▸ YOUR GOAL
Turn all of the records below into a numbered list, skipping any blank lines. Leave the pictures out of your answer.
::: ENTRIES SUPPLIED
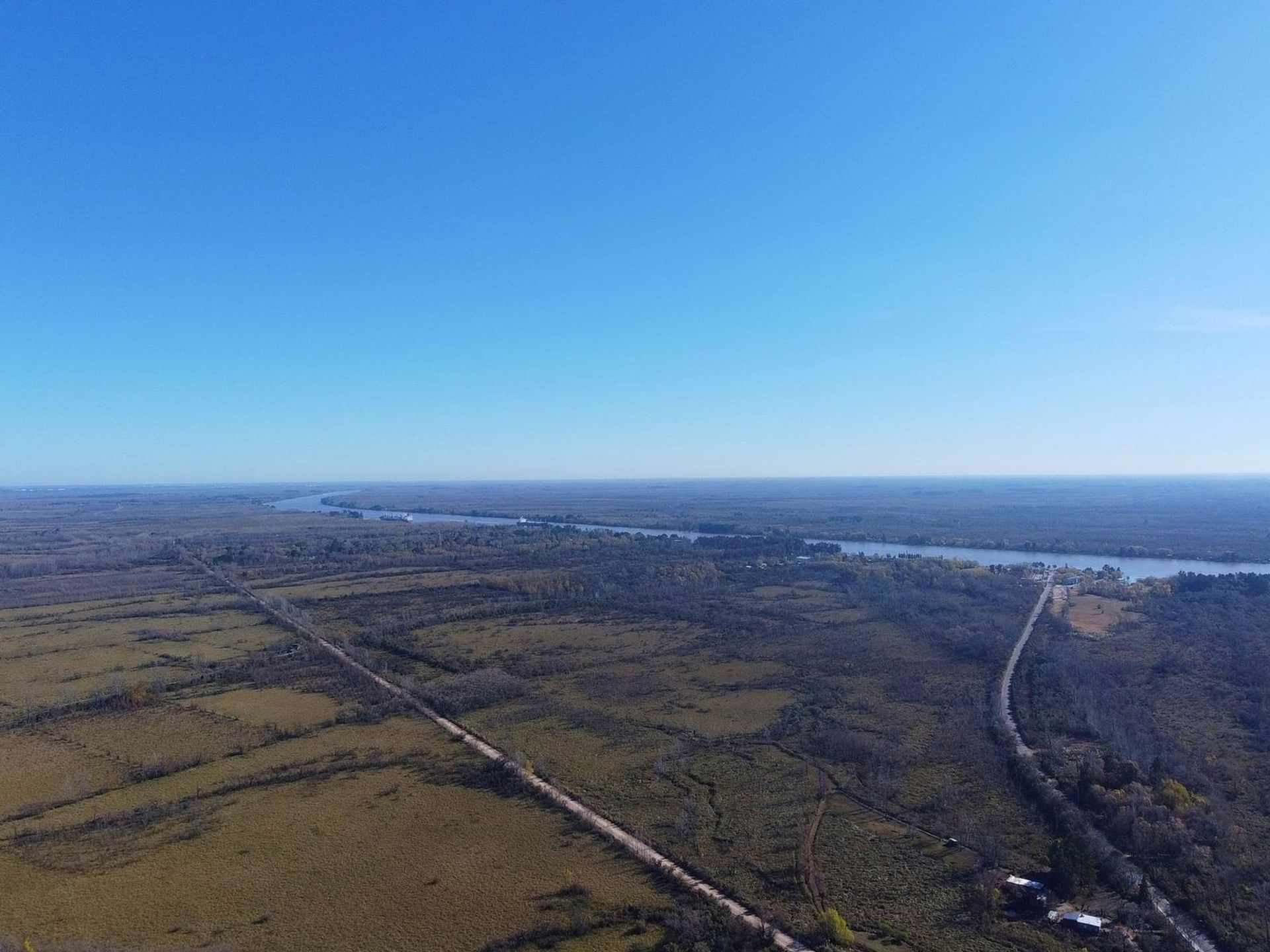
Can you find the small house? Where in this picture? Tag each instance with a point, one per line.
(1082, 922)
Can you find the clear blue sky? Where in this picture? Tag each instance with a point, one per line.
(328, 240)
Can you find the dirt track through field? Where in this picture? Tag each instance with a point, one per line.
(1191, 932)
(607, 828)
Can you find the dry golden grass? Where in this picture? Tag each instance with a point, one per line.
(159, 734)
(368, 858)
(285, 707)
(1095, 615)
(372, 584)
(44, 770)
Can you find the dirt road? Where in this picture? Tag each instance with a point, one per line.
(607, 828)
(1185, 926)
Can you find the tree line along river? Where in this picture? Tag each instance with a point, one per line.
(1132, 567)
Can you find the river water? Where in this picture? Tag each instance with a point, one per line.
(1133, 567)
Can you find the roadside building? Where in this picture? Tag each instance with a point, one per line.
(1081, 922)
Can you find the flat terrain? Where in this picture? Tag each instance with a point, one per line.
(810, 731)
(190, 776)
(1161, 730)
(1201, 518)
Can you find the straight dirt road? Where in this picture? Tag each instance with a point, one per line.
(607, 828)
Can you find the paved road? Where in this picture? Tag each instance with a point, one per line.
(1187, 927)
(607, 828)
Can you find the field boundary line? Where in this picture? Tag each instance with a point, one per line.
(609, 829)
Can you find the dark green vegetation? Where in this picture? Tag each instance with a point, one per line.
(1198, 518)
(803, 728)
(1161, 731)
(807, 731)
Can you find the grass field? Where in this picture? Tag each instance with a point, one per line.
(183, 785)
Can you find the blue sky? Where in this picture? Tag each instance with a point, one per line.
(284, 241)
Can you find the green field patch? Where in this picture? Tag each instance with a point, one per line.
(262, 856)
(44, 770)
(284, 707)
(158, 735)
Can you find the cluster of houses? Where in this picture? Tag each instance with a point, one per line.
(1033, 894)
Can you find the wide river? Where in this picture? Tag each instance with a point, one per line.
(1133, 567)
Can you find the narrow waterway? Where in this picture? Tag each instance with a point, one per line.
(1133, 567)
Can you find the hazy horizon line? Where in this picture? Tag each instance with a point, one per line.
(21, 487)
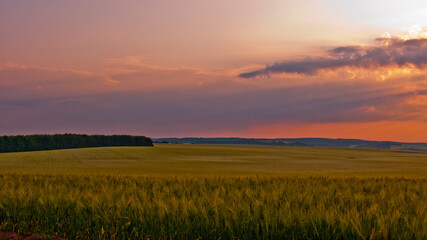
::::::
▸ EXERCISE RESULT
1. Can you find the small house? Where in this picture? Tag each instance with a point, one per line.
2. (1082, 922)
3. Can you find the clear blue sky? Where in this picture? Tag each instance with a point, one per line.
4. (328, 240)
5. Can you find the dirt track through field? Where in this picture? Tag each instance with a point, one per line.
6. (1191, 932)
7. (607, 828)
8. Can you find the dry golden grass? Where in this picture? Tag each instance with a point, one per line.
9. (159, 734)
10. (368, 858)
11. (285, 707)
12. (1095, 615)
13. (372, 584)
14. (44, 770)
15. Can you find the dirt road? Where in this picture? Tag each instance with a point, one per line.
16. (607, 828)
17. (1185, 926)
18. Can you find the tree line along river? Where in this picture? Tag each instance with a point, one per line.
19. (1132, 567)
20. Can you find the river water? Where in this picture? Tag each instance with a point, one per line.
21. (1133, 567)
22. Can you find the roadside building? Where in this picture? Tag each instance with a point, one per line.
23. (1081, 922)
24. Can you find the flat terrain? Where in this picture? Tag each instance with a point, one per line.
25. (810, 731)
26. (190, 776)
27. (1161, 730)
28. (1201, 518)
29. Can you find the straight dirt road? Where in this picture? Tag each instance with a point, one per line.
30. (607, 828)
31. Can you find the paved road? Where in this picture? Tag each instance with a point, one per line.
32. (1187, 927)
33. (607, 828)
34. Can you find the field boundary line? Where in this picture? Tag each instance with a point, one per line.
35. (609, 829)
36. Can you find the dark green vegetation? Where in this picture? Tag each instance with a point, one per line.
37. (1198, 518)
38. (803, 728)
39. (1161, 731)
40. (807, 731)
41. Can you find the grass field? Where in this picture? Tag each instance with a point, one per line.
42. (183, 785)
43. Can you find the blue sky? Where in this picture? Tag each instance with a point, one per line.
44. (284, 241)
45. Can you find the green field patch? Where in this picture? Tag each instance with a point, one per line.
46. (262, 856)
47. (44, 770)
48. (284, 707)
49. (158, 735)
50. Can you find the cluster of houses? Where in this picture? Tag each instance with a point, one per line.
51. (1033, 894)
52. Can you find the wide river? Where in this picture? Tag each instance with a point, one per line.
53. (1133, 567)
54. Can you find the narrow waterway? Where in this picture? Tag each instance with a point, one per line.
55. (1133, 567)
56. Can you find the hazy horizon line? Where in this picture? Tag each instance with a point, one per line.
57. (21, 487)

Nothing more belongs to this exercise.